* [What the task asks]: Put every line of the entries below into a JSON list of strings, with one string per line and blank lines omitted.

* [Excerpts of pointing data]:
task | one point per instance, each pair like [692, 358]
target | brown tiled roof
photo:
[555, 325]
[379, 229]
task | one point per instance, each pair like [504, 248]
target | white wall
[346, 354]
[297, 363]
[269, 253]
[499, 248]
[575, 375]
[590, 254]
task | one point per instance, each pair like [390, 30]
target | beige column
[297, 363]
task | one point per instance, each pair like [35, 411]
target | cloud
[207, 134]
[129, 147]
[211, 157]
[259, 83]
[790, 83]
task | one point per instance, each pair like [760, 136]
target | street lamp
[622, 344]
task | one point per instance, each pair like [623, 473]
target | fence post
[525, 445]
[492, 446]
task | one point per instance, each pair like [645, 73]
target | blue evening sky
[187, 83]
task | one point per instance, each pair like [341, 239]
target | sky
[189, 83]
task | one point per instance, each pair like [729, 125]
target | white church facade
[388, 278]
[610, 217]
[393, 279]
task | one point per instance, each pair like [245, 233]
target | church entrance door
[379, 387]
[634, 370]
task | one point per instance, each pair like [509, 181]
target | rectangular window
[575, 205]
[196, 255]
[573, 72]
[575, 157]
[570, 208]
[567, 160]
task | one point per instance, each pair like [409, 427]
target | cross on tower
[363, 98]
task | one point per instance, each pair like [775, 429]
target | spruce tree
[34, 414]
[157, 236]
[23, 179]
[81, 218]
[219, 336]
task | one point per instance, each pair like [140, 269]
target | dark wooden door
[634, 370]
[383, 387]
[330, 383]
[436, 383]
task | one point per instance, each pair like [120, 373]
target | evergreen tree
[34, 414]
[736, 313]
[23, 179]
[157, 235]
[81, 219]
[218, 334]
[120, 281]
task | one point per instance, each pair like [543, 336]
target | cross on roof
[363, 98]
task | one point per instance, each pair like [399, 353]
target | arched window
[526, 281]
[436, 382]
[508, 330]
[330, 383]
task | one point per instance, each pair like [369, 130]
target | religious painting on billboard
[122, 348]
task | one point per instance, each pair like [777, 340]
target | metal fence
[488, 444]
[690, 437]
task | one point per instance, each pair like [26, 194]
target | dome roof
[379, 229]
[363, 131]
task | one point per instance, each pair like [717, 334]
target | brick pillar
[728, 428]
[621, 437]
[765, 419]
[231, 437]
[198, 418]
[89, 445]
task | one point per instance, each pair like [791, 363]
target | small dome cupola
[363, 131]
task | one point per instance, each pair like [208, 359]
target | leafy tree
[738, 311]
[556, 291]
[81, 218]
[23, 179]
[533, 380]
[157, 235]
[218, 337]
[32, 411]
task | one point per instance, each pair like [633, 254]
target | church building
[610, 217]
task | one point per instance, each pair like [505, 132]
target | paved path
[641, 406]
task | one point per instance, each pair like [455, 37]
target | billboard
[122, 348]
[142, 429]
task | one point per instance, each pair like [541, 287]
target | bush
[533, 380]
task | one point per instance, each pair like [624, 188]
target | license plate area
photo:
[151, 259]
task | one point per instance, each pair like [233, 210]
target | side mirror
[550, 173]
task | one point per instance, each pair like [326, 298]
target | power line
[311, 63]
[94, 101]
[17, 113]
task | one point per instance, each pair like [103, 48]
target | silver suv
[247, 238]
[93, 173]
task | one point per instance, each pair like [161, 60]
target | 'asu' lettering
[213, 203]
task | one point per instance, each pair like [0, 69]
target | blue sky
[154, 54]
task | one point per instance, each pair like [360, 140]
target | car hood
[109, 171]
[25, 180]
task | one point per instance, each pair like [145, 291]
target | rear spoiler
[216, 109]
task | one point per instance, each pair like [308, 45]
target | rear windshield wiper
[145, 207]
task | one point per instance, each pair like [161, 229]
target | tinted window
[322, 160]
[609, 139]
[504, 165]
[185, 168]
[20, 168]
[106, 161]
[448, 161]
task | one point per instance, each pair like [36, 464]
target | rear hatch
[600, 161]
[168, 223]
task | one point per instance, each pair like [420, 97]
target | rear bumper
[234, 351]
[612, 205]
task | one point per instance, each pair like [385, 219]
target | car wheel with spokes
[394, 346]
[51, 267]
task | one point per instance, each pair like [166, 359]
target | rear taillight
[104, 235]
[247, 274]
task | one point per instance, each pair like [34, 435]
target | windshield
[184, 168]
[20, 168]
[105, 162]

* [Reply to the exercise]:
[
  "task | one point per instance, each pair like [692, 358]",
  "target | brown tiled roof",
  "photo:",
  "[555, 325]",
  "[379, 229]",
  "task | one point per instance, each pair like [504, 248]",
  "target | white wall",
  "[346, 354]",
  "[297, 363]",
  "[269, 253]",
  "[499, 248]",
  "[575, 375]",
  "[590, 254]",
  "task | one point per instance, each pair like [390, 30]",
  "target | beige column",
  "[297, 363]",
  "task | one point per instance, each pair like [35, 411]",
  "target | cloud",
  "[207, 134]",
  "[129, 147]",
  "[211, 157]",
  "[259, 83]",
  "[790, 83]",
  "task | one point per instance, each pair like [760, 136]",
  "target | street lamp",
  "[622, 344]",
  "task | one point per instance, each pair like [623, 473]",
  "target | fence post",
  "[525, 445]",
  "[492, 446]",
  "task | one point per instance, each pair like [645, 73]",
  "target | blue evening sky",
  "[187, 83]",
  "task | one point per instance, each pair like [341, 239]",
  "target | sky",
  "[189, 83]",
  "task | one point per instance, each pair like [729, 125]",
  "target | white church facade",
  "[388, 278]",
  "[610, 217]",
  "[393, 279]",
  "task | one point per instance, each pair like [245, 233]",
  "target | church entrance door",
  "[379, 387]",
  "[634, 370]",
  "task | one point per instance, each pair like [509, 181]",
  "target | rectangular window",
  "[575, 205]",
  "[196, 255]",
  "[573, 72]",
  "[575, 157]",
  "[570, 208]",
  "[567, 160]",
  "task | one point per instance, each pair like [409, 427]",
  "target | cross on tower",
  "[363, 98]",
  "task | one point per instance, each pair like [775, 429]",
  "target | spruce tree",
  "[34, 414]",
  "[157, 236]",
  "[23, 179]",
  "[81, 218]",
  "[219, 336]",
  "task | one point per instance, each pair like [140, 269]",
  "target | dark wooden door",
  "[634, 370]",
  "[383, 387]",
  "[330, 383]",
  "[436, 383]",
  "task | one point per instance, each pair like [120, 373]",
  "target | evergreen tree",
  "[34, 414]",
  "[736, 313]",
  "[23, 179]",
  "[157, 235]",
  "[81, 219]",
  "[218, 334]",
  "[120, 281]",
  "task | one point per instance, each pair like [543, 336]",
  "target | cross on roof",
  "[363, 98]",
  "task | one point per instance, each pair like [399, 353]",
  "target | arched window",
  "[526, 281]",
  "[436, 382]",
  "[508, 330]",
  "[330, 383]",
  "task | one point per instance, each pair like [369, 130]",
  "target | religious painting on billboard",
  "[122, 348]",
  "task | one point per instance, each pair like [777, 340]",
  "target | metal fence",
  "[488, 444]",
  "[690, 437]",
  "task | one point per instance, each pair like [26, 194]",
  "target | dome roof",
  "[379, 229]",
  "[363, 131]",
  "task | one point per instance, each pair like [717, 334]",
  "target | brick pillar",
  "[728, 428]",
  "[621, 437]",
  "[765, 419]",
  "[231, 437]",
  "[198, 418]",
  "[89, 445]",
  "task | one point per instance, each pair like [791, 363]",
  "target | small dome cupola",
  "[363, 131]",
  "task | one point per instance, each pair like [208, 359]",
  "target | leafy tree",
  "[738, 311]",
  "[556, 291]",
  "[81, 218]",
  "[23, 179]",
  "[533, 380]",
  "[157, 235]",
  "[218, 337]",
  "[32, 411]",
  "task | one point per instance, each pair like [633, 254]",
  "target | church building",
  "[610, 217]",
  "task | one point per instance, each pair like [505, 132]",
  "target | paved path",
  "[641, 406]",
  "task | one point per instance, each pair like [455, 37]",
  "target | billboard",
  "[122, 348]",
  "[142, 429]",
  "task | one point per instance, each pair like [541, 287]",
  "target | bush",
  "[533, 380]",
  "task | one point per instance, each pair like [624, 188]",
  "target | license plate area",
  "photo:",
  "[151, 259]",
  "task | one point per instance, each pair like [233, 210]",
  "target | side mirror",
  "[550, 173]",
  "task | one point per instance, each pair like [326, 298]",
  "target | power line",
  "[311, 63]",
  "[94, 101]",
  "[17, 113]",
  "task | one point per instance, each pair like [103, 48]",
  "target | silver suv",
  "[247, 238]",
  "[93, 173]",
  "task | one point per instance, each pair like [161, 60]",
  "target | 'asu' lettering",
  "[213, 203]",
  "task | one point per instance, each pair like [0, 69]",
  "target | blue sky",
  "[154, 54]",
  "task | one point per instance, each pair like [360, 140]",
  "target | car hood",
  "[109, 171]",
  "[25, 180]",
  "task | one point per instance, each pair like [145, 291]",
  "target | rear spoiler",
  "[216, 109]",
  "task | one point per instance, each pair like [308, 45]",
  "target | rear windshield wiper",
  "[145, 207]",
  "task | one point per instance, each pair like [161, 229]",
  "target | tinted window",
  "[322, 160]",
  "[609, 139]",
  "[504, 165]",
  "[185, 168]",
  "[20, 168]",
  "[106, 161]",
  "[448, 161]",
  "task | one point per instance, each pair like [36, 464]",
  "target | rear hatch",
  "[600, 161]",
  "[168, 223]",
  "task | one point per instance, each pair like [420, 97]",
  "target | rear bumper",
  "[234, 351]",
  "[612, 205]",
  "task | one point per instance, each pair like [385, 219]",
  "target | car wheel with spokes",
  "[394, 346]",
  "[51, 267]",
  "task | one point per instance, each pair like [166, 359]",
  "target | rear taillight",
  "[104, 235]",
  "[247, 274]",
  "task | one point per instance, each pair like [34, 435]",
  "target | windshield",
  "[184, 168]",
  "[20, 168]",
  "[105, 162]"
]